◆ **Exercise requirements**
Reproduce the rows below verbatim, everything from the line containing "the monkey's leg?" down to the end of the rows, both ends included.

◆ **Entries provided**
[start]
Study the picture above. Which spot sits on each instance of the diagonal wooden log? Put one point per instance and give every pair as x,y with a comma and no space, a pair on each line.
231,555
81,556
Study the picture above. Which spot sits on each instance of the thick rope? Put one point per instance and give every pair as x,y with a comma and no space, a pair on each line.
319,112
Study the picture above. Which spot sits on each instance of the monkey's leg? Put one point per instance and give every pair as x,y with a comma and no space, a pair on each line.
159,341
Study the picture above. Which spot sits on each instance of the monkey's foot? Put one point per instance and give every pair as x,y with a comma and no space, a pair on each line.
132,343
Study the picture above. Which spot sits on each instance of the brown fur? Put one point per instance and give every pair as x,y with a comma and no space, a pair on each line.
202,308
[end]
◆ **The response**
Study the picture above. Which spot sits on each instance of the monkey's leg? Put one point per instance and give every pair as x,y with a comma and no space, a pair on each line.
159,341
Study the picture above. Which spot sits on each instance of the monkey's foot? Put one point per instance and give every pair as x,y with a comma and no space, a pair on each line.
132,343
Study the picture above. Which spot sits on each instance of the brown fur? Put one point per instance and give every pair as x,y with a comma and no space, a pair on each line.
202,308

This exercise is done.